> _REQUIREMENTS_
Your task is to extract every line from the material below exactly.
[start]
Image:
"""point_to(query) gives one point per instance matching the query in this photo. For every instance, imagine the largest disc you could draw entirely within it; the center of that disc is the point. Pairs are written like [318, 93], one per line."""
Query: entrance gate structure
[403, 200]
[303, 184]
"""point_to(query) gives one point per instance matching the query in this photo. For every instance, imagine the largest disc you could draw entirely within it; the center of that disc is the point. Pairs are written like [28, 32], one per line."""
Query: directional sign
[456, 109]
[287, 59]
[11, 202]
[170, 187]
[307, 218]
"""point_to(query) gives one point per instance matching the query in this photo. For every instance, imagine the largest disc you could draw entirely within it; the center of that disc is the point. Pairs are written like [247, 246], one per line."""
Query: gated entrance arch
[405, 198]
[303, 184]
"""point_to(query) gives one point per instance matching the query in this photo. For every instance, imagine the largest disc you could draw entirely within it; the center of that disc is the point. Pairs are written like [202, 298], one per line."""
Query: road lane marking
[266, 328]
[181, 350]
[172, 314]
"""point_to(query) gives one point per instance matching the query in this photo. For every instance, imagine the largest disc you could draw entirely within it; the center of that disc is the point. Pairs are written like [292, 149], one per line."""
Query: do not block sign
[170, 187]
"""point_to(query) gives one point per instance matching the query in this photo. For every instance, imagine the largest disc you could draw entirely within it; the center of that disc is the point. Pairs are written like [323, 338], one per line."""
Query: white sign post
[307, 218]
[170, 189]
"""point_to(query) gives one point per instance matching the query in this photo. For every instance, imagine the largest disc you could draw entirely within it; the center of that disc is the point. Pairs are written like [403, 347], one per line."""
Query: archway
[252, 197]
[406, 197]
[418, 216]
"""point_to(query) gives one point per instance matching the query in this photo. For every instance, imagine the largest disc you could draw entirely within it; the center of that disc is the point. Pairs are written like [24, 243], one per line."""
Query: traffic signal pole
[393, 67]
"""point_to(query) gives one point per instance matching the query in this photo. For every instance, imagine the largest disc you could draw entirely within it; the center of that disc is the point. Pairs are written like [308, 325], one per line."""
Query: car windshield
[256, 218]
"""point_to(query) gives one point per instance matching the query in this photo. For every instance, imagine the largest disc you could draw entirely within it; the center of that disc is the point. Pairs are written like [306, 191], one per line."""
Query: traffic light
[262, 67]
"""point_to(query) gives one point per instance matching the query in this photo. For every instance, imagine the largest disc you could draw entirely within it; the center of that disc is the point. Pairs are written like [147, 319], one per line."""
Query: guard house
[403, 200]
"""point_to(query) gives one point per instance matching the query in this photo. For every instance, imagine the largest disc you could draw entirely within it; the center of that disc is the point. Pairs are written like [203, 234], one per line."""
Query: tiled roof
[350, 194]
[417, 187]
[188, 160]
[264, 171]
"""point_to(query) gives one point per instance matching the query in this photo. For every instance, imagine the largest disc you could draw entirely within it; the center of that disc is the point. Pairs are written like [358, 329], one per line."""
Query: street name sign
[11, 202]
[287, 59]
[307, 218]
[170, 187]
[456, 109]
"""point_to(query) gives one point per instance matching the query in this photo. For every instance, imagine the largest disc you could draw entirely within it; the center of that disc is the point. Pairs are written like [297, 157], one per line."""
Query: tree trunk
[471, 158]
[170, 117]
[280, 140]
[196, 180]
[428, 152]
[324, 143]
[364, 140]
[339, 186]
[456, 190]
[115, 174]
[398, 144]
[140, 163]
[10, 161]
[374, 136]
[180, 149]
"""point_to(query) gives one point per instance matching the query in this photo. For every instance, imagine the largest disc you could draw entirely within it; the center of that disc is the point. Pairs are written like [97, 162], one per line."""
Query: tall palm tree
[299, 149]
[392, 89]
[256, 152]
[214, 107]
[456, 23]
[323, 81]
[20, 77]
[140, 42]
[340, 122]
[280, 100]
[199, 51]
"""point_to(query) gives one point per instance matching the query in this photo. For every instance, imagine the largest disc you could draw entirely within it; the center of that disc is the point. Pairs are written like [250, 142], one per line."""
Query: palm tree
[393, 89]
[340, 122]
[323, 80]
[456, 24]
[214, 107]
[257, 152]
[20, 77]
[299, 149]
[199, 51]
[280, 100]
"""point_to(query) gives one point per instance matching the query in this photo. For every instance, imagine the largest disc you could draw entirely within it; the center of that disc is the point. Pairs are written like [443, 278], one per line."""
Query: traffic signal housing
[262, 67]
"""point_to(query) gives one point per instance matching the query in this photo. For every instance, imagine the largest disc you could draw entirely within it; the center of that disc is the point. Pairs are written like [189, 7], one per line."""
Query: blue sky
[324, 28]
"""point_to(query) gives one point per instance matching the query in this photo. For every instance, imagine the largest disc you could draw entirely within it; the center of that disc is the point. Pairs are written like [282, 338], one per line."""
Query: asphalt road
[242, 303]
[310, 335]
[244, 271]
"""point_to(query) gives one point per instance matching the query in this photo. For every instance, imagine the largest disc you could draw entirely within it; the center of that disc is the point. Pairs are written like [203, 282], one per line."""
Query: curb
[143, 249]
[end]
> _RESULT OF THIS TASK_
Image:
"""point_to(query) gives one point per instance matching the query in this photo. For every instance, imagine the largest disc you could draw entirely within it; the center of that disc is the point. Pairs are written like [318, 93], one per line."""
Query: entrance gate structure
[403, 200]
[303, 184]
"""point_to(query) gives one point per instance matching the query in this photo. For every instance, imagine the largest disc you could draw entirely within it; the center of that disc is the point. Pairs are written like [28, 32], one per line."""
Query: directional sign
[456, 109]
[287, 59]
[11, 202]
[170, 187]
[307, 218]
"""point_to(query) gives one point per instance matching the query in this photo. For every instance, imagine the largest disc you could draw entirely within it; the center of that disc is the point. Pairs are written like [247, 246], one per line."""
Query: gated entrance arch
[405, 198]
[303, 184]
"""point_to(query) gives one point per instance matching the query in this photo. For every instance, imagine the largest disc you could draw entirely within it; the center of that disc is the point. Pairs are written like [202, 298], one per line."""
Query: road lane marking
[266, 328]
[181, 350]
[172, 314]
"""point_to(query) gives one point per instance matching the query in this photo. For every instance, imagine the largest disc you could draw entirely within it; the center of that disc is the point. Pairs are written like [292, 149], one per line."""
Query: do not block sign
[170, 187]
"""point_to(query) gives one point per instance matching the query in this photo. For every instance, imagine the largest disc you could draw entirely within it; the center of that disc is the point. Pairs are written like [323, 338], one per line."""
Query: white sign post
[307, 218]
[170, 189]
"""point_to(query) gives one point per instance matching the query in this photo. For every instance, imagine the largest disc you could draw entirely within it; the center of that disc is the point. Pairs are written like [403, 347], one per line."""
Query: archway
[252, 197]
[406, 197]
[418, 216]
"""point_to(query) gives one point per instance matching the query in this photo. For every instance, imagine the largest disc you could draw entirely within it; the center of that disc is the point. Pairs are written like [24, 243], one per line."""
Query: traffic signal pole
[393, 67]
"""point_to(query) gives one point per instance matching the query in this photo. For every instance, imagine the largest disc you could draw entirely within it; the center of that disc is the point. Pairs are written like [308, 325], one per line."""
Query: car windshield
[256, 218]
"""point_to(query) gives one point per instance matching the query in this photo. For every instance, imagine the largest disc you could draw entirely within it; the center of that disc is the point. Pairs are written like [306, 191], one per line."""
Query: traffic light
[262, 67]
"""point_to(query) gives one point per instance matching the query in this photo. For every instance, imagine the largest disc you could draw entirely within it; the center of that disc is the point. Pairs are written like [147, 319], one per line."""
Query: guard house
[403, 200]
"""point_to(query) gives one point per instance matching the query in this photo. For every instance, imagine the largest disc you could draw entirely within it; the center of that disc is the point. Pairs are written like [203, 234], one per line."""
Query: tiled roof
[350, 194]
[417, 187]
[188, 160]
[264, 171]
"""point_to(query) gives one point per instance matching the query in this photo. For every instance, imagine the largest disc you could draw entirely within it; the center of that disc is the point. Pairs are written like [358, 329], one per line."""
Query: street name sign
[11, 202]
[287, 59]
[307, 218]
[170, 187]
[456, 109]
"""point_to(query) gives one point per instance matching the query in this photo. For every instance, imagine the largest disc you could draw entirely within it; the center of that disc is the point. Pairs are written like [297, 157], one per line."""
Query: tree trunk
[471, 158]
[170, 117]
[280, 140]
[196, 180]
[428, 152]
[324, 143]
[364, 140]
[339, 186]
[456, 190]
[115, 174]
[398, 144]
[140, 163]
[10, 161]
[374, 136]
[180, 149]
"""point_to(query) gives one point per instance matching the query in this photo. For every instance, imagine the largest disc you could draw entirely within it; the center of that disc is the point. Pairs are written like [97, 162], one per line."""
Query: tall palm tree
[299, 149]
[392, 89]
[256, 152]
[214, 107]
[456, 23]
[323, 81]
[20, 77]
[140, 42]
[340, 122]
[280, 100]
[199, 51]
"""point_to(query) gives one point per instance matching the query in this photo. For every instance, imagine the largest disc you could draw entirely within it; the center of that disc is the point. Pairs are written like [250, 142], one per line."""
Query: palm tree
[393, 89]
[340, 122]
[323, 80]
[456, 24]
[214, 107]
[257, 152]
[20, 77]
[299, 149]
[199, 51]
[280, 100]
"""point_to(query) gives one point per instance matching the query in this photo. For every instance, imagine the largest disc you could draw entirely within it; the center of that disc is the point. Pairs are written like [443, 278], one per line."""
Query: traffic signal housing
[262, 67]
"""point_to(query) gives one point per instance matching the query in this photo. For every instance, imagine the largest disc you could draw entirely within it; the center of that disc is the point. Pairs are written like [189, 7], one per line."""
Query: blue sky
[324, 28]
"""point_to(query) gives one point per instance matching the query in this photo. For every instance, imagine the largest disc you could draw entirely within it; the center of that disc is the point. Pairs are written like [282, 338], one per line."""
Query: asphalt road
[242, 303]
[310, 335]
[244, 271]
"""point_to(query) gives one point per instance matching the query in this photo. For every instance, imagine the largest disc you could draw entirely within it; the center of that disc is the point. Pairs are written like [203, 282], one per line."""
Query: curb
[143, 249]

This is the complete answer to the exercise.